- **BRIEF**
Rewrite every one of the following items with each occurrence of "marker" changed to "dot", keeping everything else as it is. Omit the pictures from your answer.

── RECORDS TO USE

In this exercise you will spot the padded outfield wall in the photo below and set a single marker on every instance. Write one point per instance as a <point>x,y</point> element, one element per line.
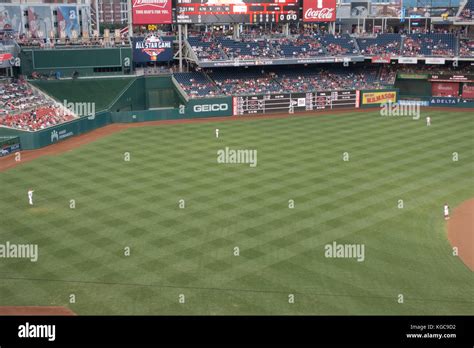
<point>130,100</point>
<point>66,61</point>
<point>136,103</point>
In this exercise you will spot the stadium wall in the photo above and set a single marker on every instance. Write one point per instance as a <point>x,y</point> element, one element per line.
<point>375,98</point>
<point>104,61</point>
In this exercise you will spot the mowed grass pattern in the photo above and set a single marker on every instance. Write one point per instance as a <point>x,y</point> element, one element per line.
<point>190,251</point>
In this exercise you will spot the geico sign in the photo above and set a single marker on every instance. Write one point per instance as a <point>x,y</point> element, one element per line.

────

- **TASK SOLUTION**
In this exercise you will spot the padded outfield wall in the photo below and set a single dot on every instance. Write one point per instance as a <point>x,y</point> element, one element per line.
<point>130,100</point>
<point>66,61</point>
<point>136,103</point>
In this exercise you will spot the stadium wall in the photo above and set a single dot on every instance. Write one point per instance as a <point>x,y</point> element, one element per line.
<point>375,98</point>
<point>104,61</point>
In this exercise you will spot the mowed grass pattern in the photo above and set a single dot on every instance. Write one point per instance as a <point>x,y</point> element, one element per line.
<point>190,251</point>
In this exercise you will spot the geico sign in the photo above and set a single dot on every instance. Write one point per instance as a <point>x,y</point> element, one element per line.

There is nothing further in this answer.